===== Material da tarefa =====

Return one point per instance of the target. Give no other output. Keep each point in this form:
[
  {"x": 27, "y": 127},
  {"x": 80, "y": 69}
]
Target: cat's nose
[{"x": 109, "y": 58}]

=====

Reproduza todos os itens acima, sem alterar nenhuma linha.

▶ _Resolução do exercício_:
Return one point per instance of the target. Give no other output. Keep each point in this form:
[
  {"x": 27, "y": 127},
  {"x": 80, "y": 69}
]
Target: cat's nose
[{"x": 109, "y": 58}]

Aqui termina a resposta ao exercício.